===== EXTRAIT CHOISI =====

Convention citoyenne sur les temps de l’enfant : premières suggestions des concernés

Le président Emmanuel Macron a annoncé le 2 mai qu’il lançait une convention citoyenne sur les temps de l’enfant. Le débat intéresse tout le monde mais, en premier lieu, les élèves et leurs enseignants qui voudraient des journées n'excédant pas six heures de cours. Témoignages.

Par L’École des lettres

Le président Emmanuel Macron a annoncé le 2 mai le lancement d’une convention citoyenne sur les temps de l’enfant. Le débat intéresse tout le monde mais, en premier lieu, les élèves et leurs enseignants qui voudraient des journées n’excédant pas six heures de cours. Témoignages. 

Après le climat et la fin de vie : les temps de l’enfant. Le 2 mai, dans les colonnes du Parisien, le président Emmanuel Macron a annoncé le lancement d’une nouvelle convention citoyenne. « Il me paraît nécessaire de faire en sorte que l’organisation des journées de nos élèves soit plus favorable à leur développement et aux apprentissages, qu’un équilibre soit trouvé aussi pour faciliter la vie des familles. », a déclaré le chef de l’État qui tient au sujet depuis son élection. L’opération commencera en juin et s’étalera jusqu’à l’automne, voire la fin 2025.

Personne n’ira défendre les énormes journées de cours des élèves français, mais l’annonce de cette convention est accueillie avec prudence par des professionnels qui ont besoin de mesures d’urgences pour faire fonctionner l’école. À commencer par des enseignants et des formations. Réactions à chaud dans les classes.

===== DONNÉES PRÉSENTÉES =====

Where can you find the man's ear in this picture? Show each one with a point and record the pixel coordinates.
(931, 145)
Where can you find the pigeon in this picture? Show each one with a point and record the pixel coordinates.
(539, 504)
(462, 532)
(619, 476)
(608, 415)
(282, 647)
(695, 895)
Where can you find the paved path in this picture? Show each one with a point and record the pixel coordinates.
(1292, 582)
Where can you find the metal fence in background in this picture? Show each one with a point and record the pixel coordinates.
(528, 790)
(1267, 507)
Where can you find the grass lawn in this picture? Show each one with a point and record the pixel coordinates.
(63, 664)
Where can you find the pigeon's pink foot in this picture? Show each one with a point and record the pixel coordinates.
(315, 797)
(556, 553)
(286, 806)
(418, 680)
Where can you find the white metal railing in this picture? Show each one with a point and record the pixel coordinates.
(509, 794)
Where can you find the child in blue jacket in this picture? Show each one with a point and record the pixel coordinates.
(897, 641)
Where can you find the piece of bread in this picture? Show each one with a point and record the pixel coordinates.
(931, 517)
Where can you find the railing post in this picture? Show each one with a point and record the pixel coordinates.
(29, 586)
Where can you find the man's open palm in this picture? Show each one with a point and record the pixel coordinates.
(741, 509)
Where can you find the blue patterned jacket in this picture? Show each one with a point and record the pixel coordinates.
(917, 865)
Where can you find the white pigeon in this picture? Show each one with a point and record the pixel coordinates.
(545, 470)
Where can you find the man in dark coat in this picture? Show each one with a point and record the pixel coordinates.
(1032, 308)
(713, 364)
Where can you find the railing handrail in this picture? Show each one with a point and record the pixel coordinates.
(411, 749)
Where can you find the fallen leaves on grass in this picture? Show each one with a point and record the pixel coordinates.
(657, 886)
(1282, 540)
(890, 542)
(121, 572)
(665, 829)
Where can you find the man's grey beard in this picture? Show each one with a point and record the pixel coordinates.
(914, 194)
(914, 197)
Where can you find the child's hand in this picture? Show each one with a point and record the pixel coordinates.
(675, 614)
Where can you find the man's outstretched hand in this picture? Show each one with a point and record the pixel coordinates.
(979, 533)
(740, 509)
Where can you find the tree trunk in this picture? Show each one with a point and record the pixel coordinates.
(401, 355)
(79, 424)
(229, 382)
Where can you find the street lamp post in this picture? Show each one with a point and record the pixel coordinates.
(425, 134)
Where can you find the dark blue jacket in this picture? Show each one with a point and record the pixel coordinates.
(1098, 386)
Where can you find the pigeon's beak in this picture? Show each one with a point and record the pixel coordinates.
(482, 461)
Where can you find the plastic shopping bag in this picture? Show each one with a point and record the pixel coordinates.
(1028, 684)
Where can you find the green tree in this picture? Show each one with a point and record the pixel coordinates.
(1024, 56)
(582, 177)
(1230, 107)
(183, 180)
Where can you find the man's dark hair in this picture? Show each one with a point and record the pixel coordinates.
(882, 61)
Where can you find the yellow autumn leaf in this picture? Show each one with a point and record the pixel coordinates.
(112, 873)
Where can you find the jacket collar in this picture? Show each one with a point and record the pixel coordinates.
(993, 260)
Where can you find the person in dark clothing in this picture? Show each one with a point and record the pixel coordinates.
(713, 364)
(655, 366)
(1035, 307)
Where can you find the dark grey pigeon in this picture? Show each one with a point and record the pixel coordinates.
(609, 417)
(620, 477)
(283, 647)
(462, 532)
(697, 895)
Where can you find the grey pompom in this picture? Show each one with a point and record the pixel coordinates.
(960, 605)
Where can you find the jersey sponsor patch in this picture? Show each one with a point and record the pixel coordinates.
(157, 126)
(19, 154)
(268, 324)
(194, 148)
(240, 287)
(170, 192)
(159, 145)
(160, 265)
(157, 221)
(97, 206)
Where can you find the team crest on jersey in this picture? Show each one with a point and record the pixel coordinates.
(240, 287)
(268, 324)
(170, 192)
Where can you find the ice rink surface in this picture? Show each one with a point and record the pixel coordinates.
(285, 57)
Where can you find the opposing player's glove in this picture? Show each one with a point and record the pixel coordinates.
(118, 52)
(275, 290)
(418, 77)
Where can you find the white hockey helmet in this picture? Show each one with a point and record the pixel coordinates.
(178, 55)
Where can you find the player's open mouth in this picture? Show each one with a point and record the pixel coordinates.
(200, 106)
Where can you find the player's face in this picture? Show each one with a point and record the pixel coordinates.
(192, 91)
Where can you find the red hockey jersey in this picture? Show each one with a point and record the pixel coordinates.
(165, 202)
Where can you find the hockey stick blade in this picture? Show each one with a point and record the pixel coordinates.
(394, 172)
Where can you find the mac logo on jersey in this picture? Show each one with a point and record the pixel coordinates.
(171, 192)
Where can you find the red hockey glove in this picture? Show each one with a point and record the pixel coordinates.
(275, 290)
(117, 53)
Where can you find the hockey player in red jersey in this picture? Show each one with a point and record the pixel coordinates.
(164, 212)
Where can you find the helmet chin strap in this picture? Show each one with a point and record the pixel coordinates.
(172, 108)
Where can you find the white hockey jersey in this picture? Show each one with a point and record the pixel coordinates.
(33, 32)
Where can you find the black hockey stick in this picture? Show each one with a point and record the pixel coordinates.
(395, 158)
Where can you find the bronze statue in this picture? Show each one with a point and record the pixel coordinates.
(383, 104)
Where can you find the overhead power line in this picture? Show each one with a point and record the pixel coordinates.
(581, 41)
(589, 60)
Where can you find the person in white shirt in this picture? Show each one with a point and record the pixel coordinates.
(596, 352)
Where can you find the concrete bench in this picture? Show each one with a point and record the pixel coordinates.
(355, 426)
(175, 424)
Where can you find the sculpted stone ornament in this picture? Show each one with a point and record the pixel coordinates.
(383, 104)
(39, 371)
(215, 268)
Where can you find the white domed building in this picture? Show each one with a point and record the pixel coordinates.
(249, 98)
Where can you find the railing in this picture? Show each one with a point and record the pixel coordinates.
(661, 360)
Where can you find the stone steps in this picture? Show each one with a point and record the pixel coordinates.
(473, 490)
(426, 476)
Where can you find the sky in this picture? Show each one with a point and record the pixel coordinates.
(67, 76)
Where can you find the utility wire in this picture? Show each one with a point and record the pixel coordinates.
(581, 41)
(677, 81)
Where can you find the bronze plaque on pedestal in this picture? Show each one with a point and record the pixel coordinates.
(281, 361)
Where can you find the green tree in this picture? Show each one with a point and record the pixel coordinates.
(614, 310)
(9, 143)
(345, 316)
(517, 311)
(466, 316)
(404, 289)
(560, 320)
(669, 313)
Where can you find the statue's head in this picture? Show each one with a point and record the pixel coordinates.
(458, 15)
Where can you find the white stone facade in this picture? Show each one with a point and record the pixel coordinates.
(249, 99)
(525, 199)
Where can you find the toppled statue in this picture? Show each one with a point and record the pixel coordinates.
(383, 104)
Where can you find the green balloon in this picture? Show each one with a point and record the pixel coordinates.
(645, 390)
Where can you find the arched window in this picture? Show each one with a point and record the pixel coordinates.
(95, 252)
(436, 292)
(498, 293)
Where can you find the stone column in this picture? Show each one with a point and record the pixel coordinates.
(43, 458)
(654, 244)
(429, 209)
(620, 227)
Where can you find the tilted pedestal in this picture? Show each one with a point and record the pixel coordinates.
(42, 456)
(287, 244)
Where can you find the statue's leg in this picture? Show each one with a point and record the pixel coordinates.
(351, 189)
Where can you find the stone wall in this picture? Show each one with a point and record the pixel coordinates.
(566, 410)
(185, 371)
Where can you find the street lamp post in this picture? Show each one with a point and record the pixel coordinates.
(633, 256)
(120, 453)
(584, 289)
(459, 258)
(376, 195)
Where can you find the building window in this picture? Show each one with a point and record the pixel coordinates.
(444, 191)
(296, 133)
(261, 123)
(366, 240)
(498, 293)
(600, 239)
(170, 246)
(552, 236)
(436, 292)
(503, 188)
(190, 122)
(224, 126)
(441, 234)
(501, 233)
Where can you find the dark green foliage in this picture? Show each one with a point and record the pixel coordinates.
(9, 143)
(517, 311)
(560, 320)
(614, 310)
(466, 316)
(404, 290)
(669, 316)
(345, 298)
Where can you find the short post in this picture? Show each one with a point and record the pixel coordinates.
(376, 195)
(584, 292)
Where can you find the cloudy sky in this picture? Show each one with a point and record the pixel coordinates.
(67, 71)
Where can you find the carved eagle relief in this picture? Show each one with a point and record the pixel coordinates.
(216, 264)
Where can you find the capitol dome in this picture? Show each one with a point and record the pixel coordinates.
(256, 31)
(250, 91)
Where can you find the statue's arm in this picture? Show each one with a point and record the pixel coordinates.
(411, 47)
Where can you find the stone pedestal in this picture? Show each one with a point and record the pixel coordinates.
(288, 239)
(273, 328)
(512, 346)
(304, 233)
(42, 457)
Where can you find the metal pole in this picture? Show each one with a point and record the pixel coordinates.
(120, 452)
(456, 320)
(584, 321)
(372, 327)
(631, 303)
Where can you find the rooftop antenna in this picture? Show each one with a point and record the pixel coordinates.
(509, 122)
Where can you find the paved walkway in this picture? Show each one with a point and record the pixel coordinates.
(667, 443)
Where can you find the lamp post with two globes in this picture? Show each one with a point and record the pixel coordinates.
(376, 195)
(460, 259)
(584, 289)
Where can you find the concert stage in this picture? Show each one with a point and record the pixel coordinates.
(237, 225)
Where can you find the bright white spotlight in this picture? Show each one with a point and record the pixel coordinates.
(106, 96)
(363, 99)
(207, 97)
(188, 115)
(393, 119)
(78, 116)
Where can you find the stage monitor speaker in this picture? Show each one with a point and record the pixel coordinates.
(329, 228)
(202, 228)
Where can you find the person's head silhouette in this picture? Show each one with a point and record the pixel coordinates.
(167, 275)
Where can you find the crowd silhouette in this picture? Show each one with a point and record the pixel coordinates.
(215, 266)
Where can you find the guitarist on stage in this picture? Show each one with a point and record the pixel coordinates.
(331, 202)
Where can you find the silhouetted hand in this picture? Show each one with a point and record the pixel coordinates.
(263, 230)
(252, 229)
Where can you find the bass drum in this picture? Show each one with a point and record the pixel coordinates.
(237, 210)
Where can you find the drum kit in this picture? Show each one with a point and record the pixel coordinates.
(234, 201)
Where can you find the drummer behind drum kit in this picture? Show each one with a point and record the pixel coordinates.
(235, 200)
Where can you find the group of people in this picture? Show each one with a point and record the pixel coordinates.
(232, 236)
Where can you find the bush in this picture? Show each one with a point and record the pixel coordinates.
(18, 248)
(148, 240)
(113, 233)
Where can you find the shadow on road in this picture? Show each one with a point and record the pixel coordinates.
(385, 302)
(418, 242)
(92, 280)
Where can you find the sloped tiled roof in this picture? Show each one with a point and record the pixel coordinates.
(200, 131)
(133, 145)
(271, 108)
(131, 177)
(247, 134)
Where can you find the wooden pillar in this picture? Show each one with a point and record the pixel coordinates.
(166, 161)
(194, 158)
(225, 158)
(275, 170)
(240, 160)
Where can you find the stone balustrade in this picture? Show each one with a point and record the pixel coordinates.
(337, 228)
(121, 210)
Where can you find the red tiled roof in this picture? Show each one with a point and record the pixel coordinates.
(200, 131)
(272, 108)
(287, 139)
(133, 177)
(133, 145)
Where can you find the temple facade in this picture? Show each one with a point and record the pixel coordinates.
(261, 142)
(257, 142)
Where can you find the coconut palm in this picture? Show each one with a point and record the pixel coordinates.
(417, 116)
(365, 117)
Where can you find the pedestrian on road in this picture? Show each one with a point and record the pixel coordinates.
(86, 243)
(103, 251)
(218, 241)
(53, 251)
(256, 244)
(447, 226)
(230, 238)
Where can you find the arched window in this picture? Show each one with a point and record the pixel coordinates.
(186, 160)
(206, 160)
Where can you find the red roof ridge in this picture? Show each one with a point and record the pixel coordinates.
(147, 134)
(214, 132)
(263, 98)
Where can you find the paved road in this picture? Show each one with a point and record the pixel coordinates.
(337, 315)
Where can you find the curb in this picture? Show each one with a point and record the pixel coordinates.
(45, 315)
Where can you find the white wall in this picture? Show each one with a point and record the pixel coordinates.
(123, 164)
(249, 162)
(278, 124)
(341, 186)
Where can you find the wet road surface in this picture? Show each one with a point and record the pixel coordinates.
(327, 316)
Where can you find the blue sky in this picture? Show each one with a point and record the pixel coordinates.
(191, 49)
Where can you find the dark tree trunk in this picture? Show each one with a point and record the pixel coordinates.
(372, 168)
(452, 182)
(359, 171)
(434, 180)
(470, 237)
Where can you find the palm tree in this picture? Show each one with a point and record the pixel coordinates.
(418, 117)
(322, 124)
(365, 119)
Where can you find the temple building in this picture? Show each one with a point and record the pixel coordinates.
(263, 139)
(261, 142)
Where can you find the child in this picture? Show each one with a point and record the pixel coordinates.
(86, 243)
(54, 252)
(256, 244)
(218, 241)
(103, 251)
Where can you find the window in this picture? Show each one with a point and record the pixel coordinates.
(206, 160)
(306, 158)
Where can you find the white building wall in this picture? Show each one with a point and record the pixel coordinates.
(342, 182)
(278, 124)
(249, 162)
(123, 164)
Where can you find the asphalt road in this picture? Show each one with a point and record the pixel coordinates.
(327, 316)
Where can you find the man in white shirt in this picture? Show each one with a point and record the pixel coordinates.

=====

→ **CONSIGNES ET EXERCICES**
a – Répondez à ces questions sur l'article sur la convention citoyenne :
(i) À quelle date le président a-t-il annoncé cette convention ?
(ii) Dans quel journal l'a-t-il annoncée ?
(iii) En quel mois l'opération doit-elle commencer ?
b – Reprenez l'article sur la convention citoyenne après sa dernière phrase et poursuivez-le.
Les lignes n'ont aucun rapport avec l'article sur la convention citoyenne.

→ **RÉPONSES**
a –
(i) Le 2 mai.
(ii) Le Parisien.
(iii) En juin.

b –
« Pas plus de 6 heures de cours »

« Finir à 18 heures, ce n’est pas normal, surtout si on commence à 8 heures, la majorité des élèves ne peuvent pas tenir de si longues journées. » 

« Les heures de cours devraient être rationalisées, quitte à avoir moins de vacances et à travailler le mercredi après-midi, mais qu’on puisse finir vers 16 heures. Ça nous permettrait de pratiquer une activité sportive ou une activité artistique plus facilement qu’actuellement. »

« Une journée d’école ne devrait pas durer plus de 6 heures. Le début des cours devrait être décalé à 9 heures car les adolescents sont trop fatigués à cause du décalage physiologique et sont donc moins efficaces. »

« Peut-être les vacances devraient-elles être réduites pour rattraper les heures enlevées de la semaine, mais de peu. Les professeurs devraient aussi ne pas donner de trop gros devoirs car les vacances sont faites pour se reposer et se détendre, non pour rajouter du stress. »

« Une journée scolaire devrait se diviser en deux temps : le matin avec les matières du tronc commun et l’après-midi avec les options. Après les cours, les élèves seraient dans l’obligation de pratiquer un sport parmi ceux proposés par l’école et auraient ensuite le temps de choisir un autre loisir ou de faire leurs devoirs calmement. »


« Certaines vacances comme celles d’avril ou de février pourraient être limitées à une seule semaine pour compenser des journées de cours plus courtes. Les grandes vacances pourraient rester comme elles le sont déjà ou être rallongées d’une semaine. »

Élèves de seconde (académie d’Orléans-Tours)


« Moins de stress et des formations pratiques mensuelles »

Propositions collectives :

– Mieux répartir les matières. 

-Un emploi du temps plus fluide « trous » entre les cours.

-Une semaine de quatre jours par mois pour des périodes scolaires plus légères, l’alternance cassant la routine.

-Instaurer des cours sans note à la clé : améliorer le niveau de stress des élèves permettrait d’avoir moins besoin de réduire le temps scolaire, puisque c’est en partie le stress qui nous épuise. De plus, cela pourrait améliorer notre qualité d’apprentissage : sans stress on apprend pour se cultiver.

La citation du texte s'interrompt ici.